What to produce: Copy the records below line for line, leaving out the pictures.

(Items from a dataset)
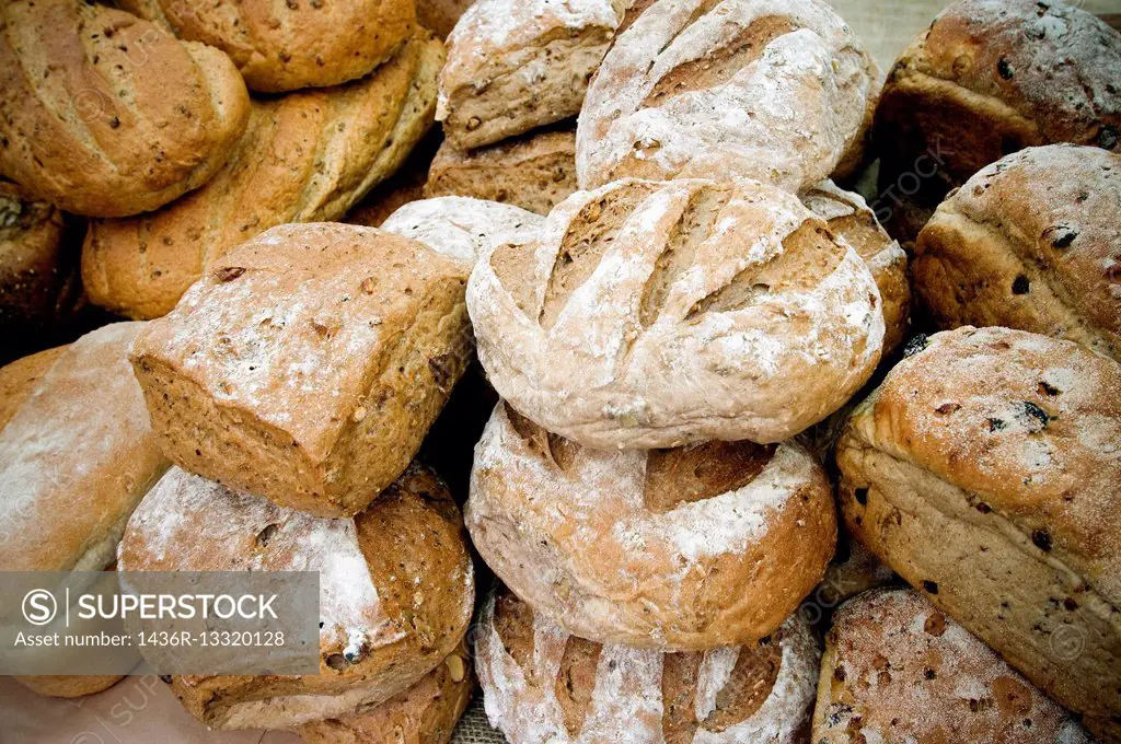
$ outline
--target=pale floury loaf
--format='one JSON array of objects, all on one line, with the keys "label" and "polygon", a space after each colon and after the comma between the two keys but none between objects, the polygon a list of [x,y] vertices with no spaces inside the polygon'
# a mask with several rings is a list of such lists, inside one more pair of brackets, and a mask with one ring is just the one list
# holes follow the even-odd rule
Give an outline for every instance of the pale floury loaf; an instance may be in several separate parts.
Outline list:
[{"label": "pale floury loaf", "polygon": [[864,261],[758,182],[577,192],[475,264],[467,307],[502,398],[590,447],[781,441],[868,380],[883,314]]}]

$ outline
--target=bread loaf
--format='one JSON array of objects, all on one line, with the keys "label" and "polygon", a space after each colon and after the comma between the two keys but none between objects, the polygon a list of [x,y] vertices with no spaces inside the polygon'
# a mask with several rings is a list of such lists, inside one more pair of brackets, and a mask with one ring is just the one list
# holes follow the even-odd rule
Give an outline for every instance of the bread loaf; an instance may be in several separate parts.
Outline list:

Full answer:
$ outline
--target=pale floury loaf
--format='one JSON array of objects, all on one line, with the keys "label" and "polygon", a space after each colon and after the comma between the two keys but none between objects, the polygon a list of [x,y] vertices with no spaces inside the polygon'
# a mask with several rings is a list of such lists, inside one more pair of brackets, and a mask with one ring is just the one list
# holes follow the even-odd rule
Give an outline for every instance of the pale floury loaf; an instance may be in several separate parts.
Outline list:
[{"label": "pale floury loaf", "polygon": [[864,261],[758,182],[577,192],[475,264],[467,307],[502,398],[590,447],[781,441],[868,380],[883,314]]}]

$ outline
--target=bread loaf
--format='one JSON array of objects, all on one line, with the keys "label" and "polygon", a space after each colon and after the comma between the two keys but none between objects, the polygon a list of [x,y] vertices with no spaces inside the polygon'
# a mask with several rings is a list of such lists, inside one more pair of brackets, and a mask with one ring is just the one list
# holes follow the even-odd rule
Give an outline for every instance of the bread loaf; an instance may be in several separate parts.
Outline list:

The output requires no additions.